### Passage shown
1

I have a Rails application that has a Document with the flag available. The document is uploaded to an external server where it is not immediately available (takes time to propogate). What I'd like to do is poll the availability and update the model when available.

I'm looking for the most performant solution for this process (service does not offer callbacks):

  1. Document is uploaded to app
  2. app uploads to external server
  3. app polls url (http://external.server.com/document.pdf) until available
  4. app updates model Document.available = true

I'm stuck on 3. I'm already using sidekiq in my project. Is that an option, or should I use a completely different approach (cron job).

Documents will be uploaded all the time and so it seems relevant to first poll the database/redis to check for Documents which are not available.

Damien Roche
  • 13,189
  • 18
  • 68
  • 96

1 Answers1

0

See this answer: Making HTTP HEAD request with timeout in Ruby

Basically you set up a HEAD request for the known url and then asynchronously loop until you get a 200 back (with a 5 second delay between iterations, or whatever).

Do this from your controller after the document is uploaded:

Document.delay.poll_for_finished(@document.id)

And then in your document model:

def self.poll_for_finished(document_id)
######
### Extracted entries
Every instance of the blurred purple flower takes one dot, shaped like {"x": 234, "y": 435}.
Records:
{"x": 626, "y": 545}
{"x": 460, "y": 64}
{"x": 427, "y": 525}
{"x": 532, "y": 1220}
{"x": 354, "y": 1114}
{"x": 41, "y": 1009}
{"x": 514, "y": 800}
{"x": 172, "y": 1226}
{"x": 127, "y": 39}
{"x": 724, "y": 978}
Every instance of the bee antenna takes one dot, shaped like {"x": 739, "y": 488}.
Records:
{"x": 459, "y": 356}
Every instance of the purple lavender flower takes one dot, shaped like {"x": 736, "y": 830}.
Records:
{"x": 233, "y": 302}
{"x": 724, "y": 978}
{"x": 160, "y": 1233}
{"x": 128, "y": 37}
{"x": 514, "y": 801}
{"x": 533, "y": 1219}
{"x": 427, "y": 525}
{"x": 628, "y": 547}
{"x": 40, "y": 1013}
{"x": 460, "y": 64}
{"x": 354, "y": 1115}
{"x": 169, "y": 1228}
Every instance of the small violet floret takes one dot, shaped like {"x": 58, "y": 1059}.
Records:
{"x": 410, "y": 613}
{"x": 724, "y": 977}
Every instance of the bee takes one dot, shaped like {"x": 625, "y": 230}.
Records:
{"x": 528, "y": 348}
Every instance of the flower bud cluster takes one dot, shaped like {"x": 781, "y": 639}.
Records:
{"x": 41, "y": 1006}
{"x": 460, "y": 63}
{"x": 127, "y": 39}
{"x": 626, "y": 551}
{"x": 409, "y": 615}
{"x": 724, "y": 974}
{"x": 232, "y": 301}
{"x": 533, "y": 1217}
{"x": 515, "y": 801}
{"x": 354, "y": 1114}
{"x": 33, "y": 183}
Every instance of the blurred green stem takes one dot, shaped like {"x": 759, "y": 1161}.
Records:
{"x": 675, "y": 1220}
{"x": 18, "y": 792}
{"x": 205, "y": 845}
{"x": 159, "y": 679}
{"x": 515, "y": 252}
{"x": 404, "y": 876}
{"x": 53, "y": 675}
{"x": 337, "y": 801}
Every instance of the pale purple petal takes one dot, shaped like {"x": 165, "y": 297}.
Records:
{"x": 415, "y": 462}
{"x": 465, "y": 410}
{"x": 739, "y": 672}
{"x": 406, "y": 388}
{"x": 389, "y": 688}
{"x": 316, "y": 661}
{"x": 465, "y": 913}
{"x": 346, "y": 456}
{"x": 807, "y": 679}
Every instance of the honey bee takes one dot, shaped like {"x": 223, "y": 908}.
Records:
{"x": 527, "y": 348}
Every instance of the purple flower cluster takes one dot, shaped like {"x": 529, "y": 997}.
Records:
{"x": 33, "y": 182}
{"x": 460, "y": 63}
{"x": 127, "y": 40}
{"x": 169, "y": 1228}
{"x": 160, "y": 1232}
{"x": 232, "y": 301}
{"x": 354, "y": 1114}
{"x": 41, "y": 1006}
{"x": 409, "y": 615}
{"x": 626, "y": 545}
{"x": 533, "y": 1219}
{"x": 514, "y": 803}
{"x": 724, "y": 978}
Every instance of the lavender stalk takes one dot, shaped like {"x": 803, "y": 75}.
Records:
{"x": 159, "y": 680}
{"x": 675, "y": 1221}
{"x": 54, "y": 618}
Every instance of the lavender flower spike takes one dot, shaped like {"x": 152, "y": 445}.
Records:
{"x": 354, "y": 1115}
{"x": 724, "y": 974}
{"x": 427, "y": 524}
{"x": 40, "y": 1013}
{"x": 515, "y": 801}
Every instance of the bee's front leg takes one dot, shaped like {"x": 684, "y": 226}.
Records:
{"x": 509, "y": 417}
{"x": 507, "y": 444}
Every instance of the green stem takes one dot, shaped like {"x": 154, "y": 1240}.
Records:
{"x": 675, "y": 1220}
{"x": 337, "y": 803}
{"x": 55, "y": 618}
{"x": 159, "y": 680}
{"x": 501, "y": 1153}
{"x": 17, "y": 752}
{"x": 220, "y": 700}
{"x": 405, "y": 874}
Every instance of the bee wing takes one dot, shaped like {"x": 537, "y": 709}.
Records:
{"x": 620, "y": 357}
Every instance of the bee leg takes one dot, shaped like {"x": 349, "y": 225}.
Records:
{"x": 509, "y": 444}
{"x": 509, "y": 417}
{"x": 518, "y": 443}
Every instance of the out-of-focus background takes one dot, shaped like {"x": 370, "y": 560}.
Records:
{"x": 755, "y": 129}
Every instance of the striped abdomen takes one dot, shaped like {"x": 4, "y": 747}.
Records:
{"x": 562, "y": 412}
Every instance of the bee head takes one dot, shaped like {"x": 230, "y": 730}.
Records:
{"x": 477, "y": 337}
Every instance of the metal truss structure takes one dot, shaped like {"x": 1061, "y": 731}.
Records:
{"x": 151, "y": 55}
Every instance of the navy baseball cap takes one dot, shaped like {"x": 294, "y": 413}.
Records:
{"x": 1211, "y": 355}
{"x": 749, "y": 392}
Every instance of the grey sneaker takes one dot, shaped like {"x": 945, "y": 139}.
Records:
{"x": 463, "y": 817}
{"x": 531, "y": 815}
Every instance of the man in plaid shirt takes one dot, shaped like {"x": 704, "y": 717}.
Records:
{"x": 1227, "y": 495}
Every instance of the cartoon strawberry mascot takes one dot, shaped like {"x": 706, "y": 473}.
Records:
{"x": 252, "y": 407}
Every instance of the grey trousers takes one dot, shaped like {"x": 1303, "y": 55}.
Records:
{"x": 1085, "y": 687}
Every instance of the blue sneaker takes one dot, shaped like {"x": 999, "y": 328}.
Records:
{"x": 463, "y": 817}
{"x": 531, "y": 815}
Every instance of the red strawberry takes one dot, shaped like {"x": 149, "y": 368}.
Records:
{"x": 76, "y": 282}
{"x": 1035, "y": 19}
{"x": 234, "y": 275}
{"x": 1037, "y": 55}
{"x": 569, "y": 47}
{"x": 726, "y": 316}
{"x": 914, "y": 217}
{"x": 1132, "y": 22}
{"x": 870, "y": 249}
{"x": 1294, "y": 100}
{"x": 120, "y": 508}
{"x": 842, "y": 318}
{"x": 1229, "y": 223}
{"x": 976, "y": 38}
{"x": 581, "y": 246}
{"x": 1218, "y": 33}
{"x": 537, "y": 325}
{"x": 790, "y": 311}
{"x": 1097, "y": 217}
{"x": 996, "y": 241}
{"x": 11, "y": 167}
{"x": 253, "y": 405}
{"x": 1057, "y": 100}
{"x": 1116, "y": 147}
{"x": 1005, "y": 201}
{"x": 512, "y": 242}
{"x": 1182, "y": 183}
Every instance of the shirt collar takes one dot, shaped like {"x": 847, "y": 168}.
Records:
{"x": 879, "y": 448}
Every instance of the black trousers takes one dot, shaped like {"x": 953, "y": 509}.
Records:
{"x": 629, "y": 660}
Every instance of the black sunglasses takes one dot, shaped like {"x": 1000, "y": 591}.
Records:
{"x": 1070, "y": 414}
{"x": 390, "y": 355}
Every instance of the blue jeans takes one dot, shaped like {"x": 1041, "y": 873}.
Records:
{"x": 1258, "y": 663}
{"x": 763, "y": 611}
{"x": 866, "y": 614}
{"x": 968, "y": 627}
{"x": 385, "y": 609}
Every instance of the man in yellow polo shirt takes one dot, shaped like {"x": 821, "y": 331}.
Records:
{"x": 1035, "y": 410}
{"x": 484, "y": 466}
######
• [Directives]:
1. Reproduce everything in the Rails polling thread from "Basically you set" down to "Document.delay.poll_for_finished(@document.id)".
2. According to the Rails polling thread, why does the app have to poll the external URL to learn when a document is ready?

• [Exercise solutions]:
1.
Basically you set up a HEAD request for the known url and then asynchronously loop until you get a 200 back (with a 5 second delay between iterations, or whatever).

Do this from your controller after the document is uploaded:

Document.delay.poll_for_finished(@document.id)

2. A document uploaded to the external server is not available right away because it takes time to propagate, and the service does not offer callbacks to announce when it is ready. Polling the URL until it responds is how the app finds out when to set Document.available to true.